[Data entries]

☆ ☆ ☆ ☆

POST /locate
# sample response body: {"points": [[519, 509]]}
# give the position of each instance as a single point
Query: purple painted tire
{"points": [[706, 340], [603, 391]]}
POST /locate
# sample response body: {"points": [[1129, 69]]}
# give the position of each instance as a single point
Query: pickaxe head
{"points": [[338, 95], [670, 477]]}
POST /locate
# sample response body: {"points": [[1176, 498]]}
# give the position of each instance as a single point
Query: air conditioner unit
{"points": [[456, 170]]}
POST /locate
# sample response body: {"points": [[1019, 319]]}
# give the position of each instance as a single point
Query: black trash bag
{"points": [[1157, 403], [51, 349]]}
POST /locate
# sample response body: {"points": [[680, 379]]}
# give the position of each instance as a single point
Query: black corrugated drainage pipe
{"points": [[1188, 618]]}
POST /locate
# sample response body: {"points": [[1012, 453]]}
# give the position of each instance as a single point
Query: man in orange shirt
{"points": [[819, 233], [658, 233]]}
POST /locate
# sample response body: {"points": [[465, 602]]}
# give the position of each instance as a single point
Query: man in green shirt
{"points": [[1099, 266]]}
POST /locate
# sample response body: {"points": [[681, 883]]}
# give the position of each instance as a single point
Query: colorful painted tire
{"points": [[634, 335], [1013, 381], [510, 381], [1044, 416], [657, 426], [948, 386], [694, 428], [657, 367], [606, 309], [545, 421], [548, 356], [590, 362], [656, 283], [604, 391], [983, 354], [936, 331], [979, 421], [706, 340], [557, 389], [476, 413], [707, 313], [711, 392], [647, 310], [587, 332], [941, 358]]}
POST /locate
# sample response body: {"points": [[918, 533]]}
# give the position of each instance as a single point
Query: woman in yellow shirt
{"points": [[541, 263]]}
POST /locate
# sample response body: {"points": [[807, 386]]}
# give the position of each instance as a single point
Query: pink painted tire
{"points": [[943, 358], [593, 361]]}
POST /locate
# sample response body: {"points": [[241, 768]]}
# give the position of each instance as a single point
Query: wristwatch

☆ ☆ ☆ ☆

Print the whole listing again, exactly.

• _Result of the exercise_:
POST /locate
# sample response body: {"points": [[519, 509]]}
# give the position of each instance as a single point
Query: purple painted tire
{"points": [[706, 340], [603, 391]]}
POST /locate
# sample response body: {"points": [[1129, 69]]}
# give the position of each instance as a single point
Query: pickaxe head
{"points": [[338, 95], [670, 477]]}
POST /locate
# sample response body: {"points": [[1176, 498]]}
# give the position of each instance as a single point
Query: air conditioner unit
{"points": [[456, 170]]}
POST /locate
# sample response body: {"points": [[1019, 319]]}
# give the position of each instance as a single point
Query: black trash bag
{"points": [[1157, 403], [51, 349]]}
POST /locate
# sample response body: {"points": [[680, 379]]}
# give the position of each instance as a single point
Query: black corrugated drainage pipe
{"points": [[1188, 618]]}
POST /locate
# sample response body: {"points": [[1012, 453]]}
# give the position of each instance as a single point
Query: man in orange shirt
{"points": [[819, 233], [658, 233]]}
POST /locate
# sample response body: {"points": [[465, 602]]}
# give the position of each instance as a single point
Query: man in green shirt
{"points": [[1099, 266]]}
POST /locate
# sample response body: {"points": [[681, 883]]}
# give the position of each instance as a single point
Query: colorful painted tire
{"points": [[634, 335], [1013, 381], [510, 381], [1044, 416], [657, 426], [948, 386], [694, 428], [657, 367], [606, 309], [545, 421], [548, 356], [590, 362], [656, 283], [604, 391], [983, 354], [936, 331], [979, 421], [706, 340], [557, 389], [476, 413], [707, 313], [711, 392], [647, 310], [587, 332], [941, 358]]}
POST /locate
# sample response body: {"points": [[918, 533]]}
# give the position of each instance as a single point
Query: woman in yellow shirt
{"points": [[541, 263]]}
POST /locate
# sample response body: {"points": [[807, 386]]}
# give the position of each instance as a single point
Query: pink painted tire
{"points": [[943, 358], [593, 361]]}
POST /locate
# sample response body: {"points": [[241, 768]]}
# give the position of each instance as a single point
Query: wristwatch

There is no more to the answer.